[What you will do] Filter these entries down to lines holding "each".

[Source material]

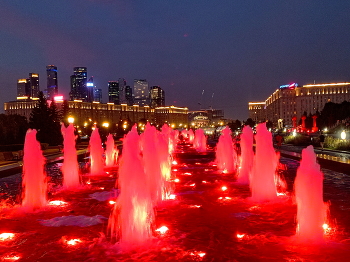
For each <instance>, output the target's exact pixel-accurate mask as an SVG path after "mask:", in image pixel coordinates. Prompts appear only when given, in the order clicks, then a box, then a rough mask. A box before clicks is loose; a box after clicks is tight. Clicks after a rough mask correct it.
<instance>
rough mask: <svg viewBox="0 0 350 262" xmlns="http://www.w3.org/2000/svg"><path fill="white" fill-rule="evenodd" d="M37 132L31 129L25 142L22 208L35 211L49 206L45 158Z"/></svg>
--
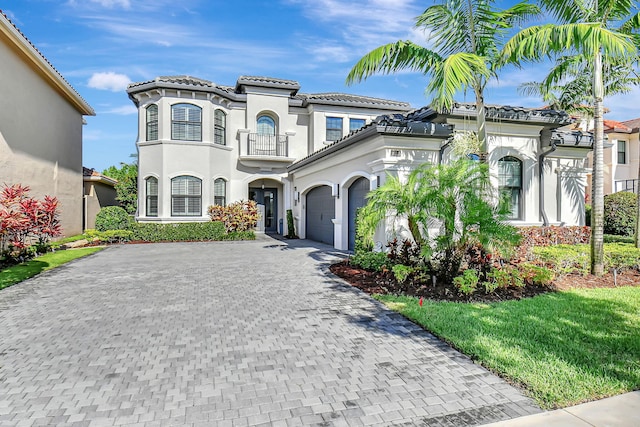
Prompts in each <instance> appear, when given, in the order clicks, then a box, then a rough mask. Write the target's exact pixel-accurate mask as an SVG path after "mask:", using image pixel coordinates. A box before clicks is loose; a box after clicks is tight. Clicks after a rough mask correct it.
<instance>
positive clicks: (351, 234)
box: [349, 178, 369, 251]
---
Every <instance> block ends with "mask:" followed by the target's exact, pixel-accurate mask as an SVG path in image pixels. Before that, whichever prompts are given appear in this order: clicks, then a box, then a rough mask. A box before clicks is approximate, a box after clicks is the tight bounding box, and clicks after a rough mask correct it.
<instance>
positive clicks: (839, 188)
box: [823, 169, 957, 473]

[Exercise response]
For each <instance>, output the target's exact pixel-accurate mask as an SVG path after "mask:", in image pixel coordinates. Prompts appear only when given, in the order clicks, then a box, then a rough mask. A box before clicks is loose; a box after clicks is tight. Clicks after a rough mask correct it.
Prompts in each <instance> appear, when given, in the order clicks, then a box, then a rough mask. Write the target's exact pixel-accurate mask as an SVG path after "mask:", using image pixel coordinates. A box before clicks is loose; a box after clicks is tight. Clicks after a rough mask correct it.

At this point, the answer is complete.